[Recorded data]
+===+

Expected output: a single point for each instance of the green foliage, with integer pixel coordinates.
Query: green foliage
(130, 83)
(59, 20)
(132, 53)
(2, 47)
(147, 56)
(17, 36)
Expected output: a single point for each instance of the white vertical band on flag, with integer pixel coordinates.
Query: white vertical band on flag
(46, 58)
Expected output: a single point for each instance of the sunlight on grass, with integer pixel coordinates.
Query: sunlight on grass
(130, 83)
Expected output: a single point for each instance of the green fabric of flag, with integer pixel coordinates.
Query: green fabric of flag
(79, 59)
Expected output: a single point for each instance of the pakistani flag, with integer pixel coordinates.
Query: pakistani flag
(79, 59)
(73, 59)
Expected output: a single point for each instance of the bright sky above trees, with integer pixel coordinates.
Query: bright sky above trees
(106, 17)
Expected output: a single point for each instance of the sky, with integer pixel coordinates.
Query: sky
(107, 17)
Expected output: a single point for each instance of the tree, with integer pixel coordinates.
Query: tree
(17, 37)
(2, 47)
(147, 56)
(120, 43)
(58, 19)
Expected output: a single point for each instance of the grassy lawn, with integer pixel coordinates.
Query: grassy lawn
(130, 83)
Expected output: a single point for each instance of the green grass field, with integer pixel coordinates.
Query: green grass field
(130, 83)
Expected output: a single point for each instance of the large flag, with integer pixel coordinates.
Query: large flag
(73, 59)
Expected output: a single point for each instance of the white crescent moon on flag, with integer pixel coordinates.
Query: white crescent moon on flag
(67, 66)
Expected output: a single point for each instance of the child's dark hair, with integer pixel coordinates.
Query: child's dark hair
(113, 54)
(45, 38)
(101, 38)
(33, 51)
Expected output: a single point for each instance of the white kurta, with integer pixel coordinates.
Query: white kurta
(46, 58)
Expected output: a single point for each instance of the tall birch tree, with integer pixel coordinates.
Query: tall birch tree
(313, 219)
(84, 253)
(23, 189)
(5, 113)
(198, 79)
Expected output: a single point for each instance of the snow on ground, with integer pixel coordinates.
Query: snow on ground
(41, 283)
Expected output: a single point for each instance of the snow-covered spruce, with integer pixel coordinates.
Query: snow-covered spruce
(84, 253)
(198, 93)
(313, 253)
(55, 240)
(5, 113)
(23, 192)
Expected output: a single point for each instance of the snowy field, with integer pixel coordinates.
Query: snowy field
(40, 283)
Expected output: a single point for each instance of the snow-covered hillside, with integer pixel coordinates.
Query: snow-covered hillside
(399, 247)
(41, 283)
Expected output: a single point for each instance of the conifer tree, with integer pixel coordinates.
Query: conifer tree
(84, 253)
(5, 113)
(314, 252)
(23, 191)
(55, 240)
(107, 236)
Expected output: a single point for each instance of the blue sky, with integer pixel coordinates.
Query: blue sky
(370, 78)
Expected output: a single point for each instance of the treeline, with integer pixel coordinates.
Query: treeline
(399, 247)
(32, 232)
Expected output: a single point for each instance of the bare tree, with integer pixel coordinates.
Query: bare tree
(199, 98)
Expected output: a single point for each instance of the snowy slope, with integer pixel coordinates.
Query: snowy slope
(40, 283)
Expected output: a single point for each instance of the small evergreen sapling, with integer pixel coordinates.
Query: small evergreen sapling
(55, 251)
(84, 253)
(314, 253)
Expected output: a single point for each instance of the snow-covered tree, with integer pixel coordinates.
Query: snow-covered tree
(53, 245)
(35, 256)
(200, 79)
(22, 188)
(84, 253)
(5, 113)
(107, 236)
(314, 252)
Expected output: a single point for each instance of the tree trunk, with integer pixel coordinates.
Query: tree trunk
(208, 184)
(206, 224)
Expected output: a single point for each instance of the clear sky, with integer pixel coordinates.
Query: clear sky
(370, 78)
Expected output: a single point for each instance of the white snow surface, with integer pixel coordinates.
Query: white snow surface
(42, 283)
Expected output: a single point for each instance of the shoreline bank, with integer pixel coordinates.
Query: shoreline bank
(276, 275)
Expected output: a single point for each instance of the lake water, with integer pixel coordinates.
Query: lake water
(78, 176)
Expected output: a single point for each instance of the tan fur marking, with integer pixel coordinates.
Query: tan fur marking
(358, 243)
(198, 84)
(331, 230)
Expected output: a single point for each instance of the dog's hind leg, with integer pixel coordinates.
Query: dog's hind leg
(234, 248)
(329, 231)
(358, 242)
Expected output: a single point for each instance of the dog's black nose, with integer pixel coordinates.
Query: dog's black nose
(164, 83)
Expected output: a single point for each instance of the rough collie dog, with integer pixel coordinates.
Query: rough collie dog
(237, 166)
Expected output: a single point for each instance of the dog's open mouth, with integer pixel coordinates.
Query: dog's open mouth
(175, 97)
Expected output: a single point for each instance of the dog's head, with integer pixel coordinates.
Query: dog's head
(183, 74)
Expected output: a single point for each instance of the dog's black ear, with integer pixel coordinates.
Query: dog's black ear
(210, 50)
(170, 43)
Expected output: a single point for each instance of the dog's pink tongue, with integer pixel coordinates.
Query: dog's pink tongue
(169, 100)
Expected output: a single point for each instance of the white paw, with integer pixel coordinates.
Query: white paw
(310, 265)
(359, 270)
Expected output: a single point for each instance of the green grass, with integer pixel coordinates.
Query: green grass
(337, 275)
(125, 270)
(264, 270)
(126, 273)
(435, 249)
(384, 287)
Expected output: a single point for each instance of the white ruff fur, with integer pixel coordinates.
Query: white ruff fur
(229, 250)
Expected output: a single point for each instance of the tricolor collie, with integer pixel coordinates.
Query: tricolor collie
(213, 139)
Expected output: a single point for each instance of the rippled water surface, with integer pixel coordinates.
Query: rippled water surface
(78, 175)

+===+

Output every one of the rows above verbatim, in their original order and without any change.

Expected output: a single point for each instance of the green foliage, with integer pixel coordinates.
Query: green foliage
(130, 83)
(59, 20)
(132, 53)
(2, 47)
(147, 56)
(17, 36)
Expected output: a single point for each instance of the white vertical band on flag, with integer pixel coordinates.
Query: white vertical band on flag
(46, 58)
Expected output: a single point for each instance of the sunlight on grass, with integer pixel coordinates.
Query: sunlight on grass
(130, 83)
Expected output: a single point for each instance of the green fabric of flag, with integer pixel coordinates.
Query: green fabric of flag
(79, 59)
Expected output: a single point for each instance of the pakistani flag, with integer pixel coordinates.
Query: pakistani flag
(79, 59)
(73, 59)
Expected output: a single point for each instance of the bright sky above trees, with integer pixel coordinates.
Query: bright sky above trees
(106, 17)
Expected output: a single point for each instance of the sky, with integer pixel coordinates.
Query: sky
(107, 17)
Expected output: a single point for each instance of the tree, with integer pixel coordinates.
Query: tree
(17, 37)
(2, 47)
(147, 56)
(120, 43)
(58, 19)
Expected output: a single point for each instance of the grassy lawn, with integer pixel coordinates.
Query: grassy lawn
(130, 83)
Expected output: a single point for each instance of the green grass field, with integer pixel coordinates.
Query: green grass field
(130, 83)
Expected output: a single point for each instance of the large flag, with integer pixel coordinates.
Query: large flag
(73, 59)
Expected output: a single point for each instance of the white crescent moon on flag, with integer pixel coordinates.
Query: white crescent moon on flag
(67, 66)
Expected output: a single point for each instance of the child's dark hair, with integer pixel coordinates.
Query: child's dark hair
(113, 54)
(45, 38)
(101, 38)
(33, 51)
Expected output: a single point for each instance of the white kurta, with integer pixel coordinates.
Query: white kurta
(46, 58)
Expected output: a single point for each instance of the tall birch tree, with integer pixel coordinates.
Query: tall birch tree
(313, 219)
(84, 253)
(23, 189)
(5, 113)
(198, 79)
Expected output: a single point for each instance of the snow on ground, with integer pixel coordinates.
Query: snow on ground
(41, 283)
Expected output: a single point for each instance of the snow-covered spruce, with integer pixel coordinates.
Query: snow-covered spruce
(84, 253)
(198, 93)
(313, 253)
(55, 240)
(5, 113)
(23, 192)
Expected output: a single point for each instance of the snowy field, with integer pixel coordinates.
Query: snowy field
(40, 283)
Expected output: a single point for each instance of the snow-covered hillside, with integer pixel coordinates.
Query: snow-covered hillside
(399, 247)
(41, 283)
Expected output: a single point for each instance of the conifer tree, with integer pixel coordinates.
Query: conifer tree
(84, 253)
(5, 113)
(314, 252)
(23, 191)
(55, 240)
(107, 236)
Expected output: a single point for each instance of the blue sky, with integer pixel coordinates.
Query: blue sky
(370, 78)
Expected output: a single point for each instance of the treeline, with integer pixel coordinates.
Query: treeline
(399, 247)
(32, 232)
Expected output: a single point for each instance of the bare tree, with integer pixel coordinates.
Query: bare tree
(199, 98)
Expected output: a single point for each instance of the snowy slope, with integer pixel coordinates.
Query: snowy slope
(40, 283)
Expected output: a single point for each instance of the small evergreen sapling, with integer pixel coordinates.
Query: small evergreen sapling
(55, 251)
(84, 253)
(314, 253)
Expected output: a single point for each instance of the snow-covered tree, with integer pixel coordinates.
Query: snow-covered tree
(53, 245)
(35, 256)
(200, 79)
(22, 188)
(84, 253)
(5, 113)
(107, 236)
(314, 252)
Expected output: a single point for each instance of the tree trunk, with integer pixel coordinates.
Query: tree trunk
(208, 184)
(206, 224)
Expected output: a single point for each instance of the clear sky, with integer pixel coordinates.
Query: clear sky
(370, 78)
Expected output: a single point for each instance of the white snow surface, with integer pixel coordinates.
Query: white snow surface
(42, 283)
Expected output: a single point for each instance of the shoreline bank, with integer pixel coordinates.
Query: shoreline bank
(276, 275)
Expected output: a single point for each instance of the lake water, with integer pixel coordinates.
Query: lake water
(78, 176)
Expected output: a single point for each instance of the tan fur marking, with integer pixel coordinates.
Query: tan fur marking
(358, 243)
(198, 84)
(331, 230)
Expected output: a single point for each instance of the dog's hind leg, with integer pixel coordinates.
Query: dog's hind leg
(234, 248)
(329, 231)
(358, 242)
Expected output: a single point for each instance of the dog's black nose, with integer pixel coordinates.
Query: dog's black nose
(164, 83)
Expected output: a single point for each instance of the rough collie dog, with integer pixel coordinates.
Query: rough collie dog
(237, 166)
Expected output: a single point for each instance of the dog's open mouth, with integer pixel coordinates.
Query: dog's open mouth
(175, 97)
Expected output: a single point for each instance of the dog's head, with integer pixel coordinates.
Query: dog's head
(183, 74)
Expected output: a single point for each instance of the dog's black ear, with integer pixel coordinates.
Query: dog's black ear
(210, 50)
(170, 43)
Expected output: a single point for each instance of the dog's pink tongue, with integer pixel coordinates.
Query: dog's pink tongue
(169, 100)
Expected output: a single point for each instance of the white paw, with integer pixel coordinates.
Query: white paw
(310, 265)
(359, 270)
Expected output: a single point for each instance of the green grass, with integer pixel coordinates.
Query: green grass
(337, 275)
(125, 270)
(264, 270)
(126, 273)
(435, 249)
(384, 287)
Expected output: a single point for each instance of the white ruff fur, with integer pixel coordinates.
Query: white ruff fur
(229, 250)
Expected output: a single point for each instance of the tricolor collie, with integer pixel coordinates.
Query: tricolor collie
(213, 139)
Expected output: a single point for each instance of the rippled water surface, with integer pixel coordinates.
Query: rippled water surface
(78, 175)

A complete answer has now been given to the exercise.